### [Supplied entries]
<<<<
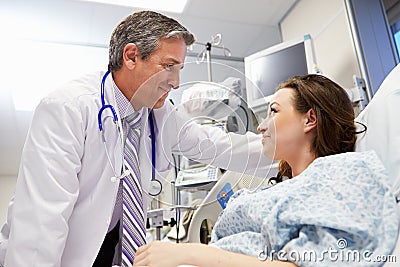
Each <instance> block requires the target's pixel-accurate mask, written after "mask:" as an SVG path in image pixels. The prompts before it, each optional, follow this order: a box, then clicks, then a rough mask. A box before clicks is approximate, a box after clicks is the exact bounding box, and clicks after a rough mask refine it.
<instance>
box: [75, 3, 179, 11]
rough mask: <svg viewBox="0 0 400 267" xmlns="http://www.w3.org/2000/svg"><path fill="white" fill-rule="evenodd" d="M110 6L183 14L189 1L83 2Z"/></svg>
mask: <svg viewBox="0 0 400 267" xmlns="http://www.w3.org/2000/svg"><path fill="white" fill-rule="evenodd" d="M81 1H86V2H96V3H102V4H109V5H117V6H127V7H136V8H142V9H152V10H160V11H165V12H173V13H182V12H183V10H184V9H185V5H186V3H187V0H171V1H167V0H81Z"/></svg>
>>>>
<<<<
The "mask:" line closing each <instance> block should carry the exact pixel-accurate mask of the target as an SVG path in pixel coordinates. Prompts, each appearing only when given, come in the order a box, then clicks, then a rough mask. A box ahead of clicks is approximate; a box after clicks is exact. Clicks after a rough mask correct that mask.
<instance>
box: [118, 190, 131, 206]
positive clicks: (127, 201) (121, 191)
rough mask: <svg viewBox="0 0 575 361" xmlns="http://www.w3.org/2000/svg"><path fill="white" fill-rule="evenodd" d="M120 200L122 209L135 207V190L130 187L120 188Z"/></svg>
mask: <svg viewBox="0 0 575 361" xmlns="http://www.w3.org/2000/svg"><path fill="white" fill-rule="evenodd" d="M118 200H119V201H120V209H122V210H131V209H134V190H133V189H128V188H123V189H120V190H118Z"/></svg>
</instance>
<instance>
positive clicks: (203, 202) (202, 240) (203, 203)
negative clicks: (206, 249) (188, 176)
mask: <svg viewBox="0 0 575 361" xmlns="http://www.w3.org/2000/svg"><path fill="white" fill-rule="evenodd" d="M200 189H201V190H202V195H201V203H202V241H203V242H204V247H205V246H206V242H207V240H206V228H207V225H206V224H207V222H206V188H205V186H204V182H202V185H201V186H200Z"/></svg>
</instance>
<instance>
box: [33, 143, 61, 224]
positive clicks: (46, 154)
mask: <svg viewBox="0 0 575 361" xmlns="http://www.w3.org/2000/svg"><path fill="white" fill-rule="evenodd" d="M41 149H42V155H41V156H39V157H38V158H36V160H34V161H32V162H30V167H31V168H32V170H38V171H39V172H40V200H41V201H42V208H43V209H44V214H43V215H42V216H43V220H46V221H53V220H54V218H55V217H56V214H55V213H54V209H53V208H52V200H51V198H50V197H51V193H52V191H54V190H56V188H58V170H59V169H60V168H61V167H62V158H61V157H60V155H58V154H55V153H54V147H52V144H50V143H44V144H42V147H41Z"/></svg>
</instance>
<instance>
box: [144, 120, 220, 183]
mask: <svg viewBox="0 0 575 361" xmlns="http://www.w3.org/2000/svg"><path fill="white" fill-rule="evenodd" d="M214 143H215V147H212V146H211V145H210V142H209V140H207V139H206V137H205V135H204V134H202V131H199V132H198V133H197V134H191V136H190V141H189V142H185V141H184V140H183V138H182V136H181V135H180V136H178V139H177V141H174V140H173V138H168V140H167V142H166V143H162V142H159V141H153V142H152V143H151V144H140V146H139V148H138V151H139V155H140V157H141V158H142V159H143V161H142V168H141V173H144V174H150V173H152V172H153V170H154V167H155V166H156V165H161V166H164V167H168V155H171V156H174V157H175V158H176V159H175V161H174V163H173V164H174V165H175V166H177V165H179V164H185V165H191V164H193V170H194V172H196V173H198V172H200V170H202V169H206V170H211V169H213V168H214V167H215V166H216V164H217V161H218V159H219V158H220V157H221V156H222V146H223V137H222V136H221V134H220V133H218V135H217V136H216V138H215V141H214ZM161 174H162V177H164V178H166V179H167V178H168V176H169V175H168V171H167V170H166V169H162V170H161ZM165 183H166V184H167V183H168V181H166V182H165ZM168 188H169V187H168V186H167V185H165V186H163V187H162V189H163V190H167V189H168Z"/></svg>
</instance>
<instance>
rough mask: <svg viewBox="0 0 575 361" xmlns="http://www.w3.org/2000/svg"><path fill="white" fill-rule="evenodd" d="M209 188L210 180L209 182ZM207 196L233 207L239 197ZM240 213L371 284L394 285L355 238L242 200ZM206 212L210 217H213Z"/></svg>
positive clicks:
>>>>
<<<<
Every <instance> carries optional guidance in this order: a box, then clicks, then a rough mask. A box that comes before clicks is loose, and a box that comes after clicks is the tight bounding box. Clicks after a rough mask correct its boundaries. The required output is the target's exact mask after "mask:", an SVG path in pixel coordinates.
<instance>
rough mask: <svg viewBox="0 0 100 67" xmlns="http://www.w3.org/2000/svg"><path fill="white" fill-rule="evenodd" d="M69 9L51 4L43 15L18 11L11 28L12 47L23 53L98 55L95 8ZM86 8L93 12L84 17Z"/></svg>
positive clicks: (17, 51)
>>>>
### [Work to be completed]
If a line in the data above holds the string "target", copy it.

### [Task response]
Each <instance> block requires the target's pixel-accurate mask, written after "mask:" as an SVG path in image pixels. The prompts before it, each optional, follow this order: a box, then clicks, then a rough mask. A box before clicks is approximate, a box after clicks is the exact bounding box, and clicks after a rough mask refine it.
The "mask:" line closing each <instance> block should carry the exact pixel-accurate mask of the target as an SVG path in pixel coordinates. Prompts, each appearing only when given, come in the order a box, then clicks, then a rough mask. A box ahead of clicks is approximate; a box after clicks is exact. Clicks after a rough mask correct that mask.
Every <instance> carries optional guidance in this order: a box, then clicks, then a rough mask. A box that comes before clicks is loose, and a box that comes after clicks is the tight bounding box. Clicks after a rough mask correct its boundaries. The required output is the target's exact mask after "mask:", an SVG path in pixel coordinates.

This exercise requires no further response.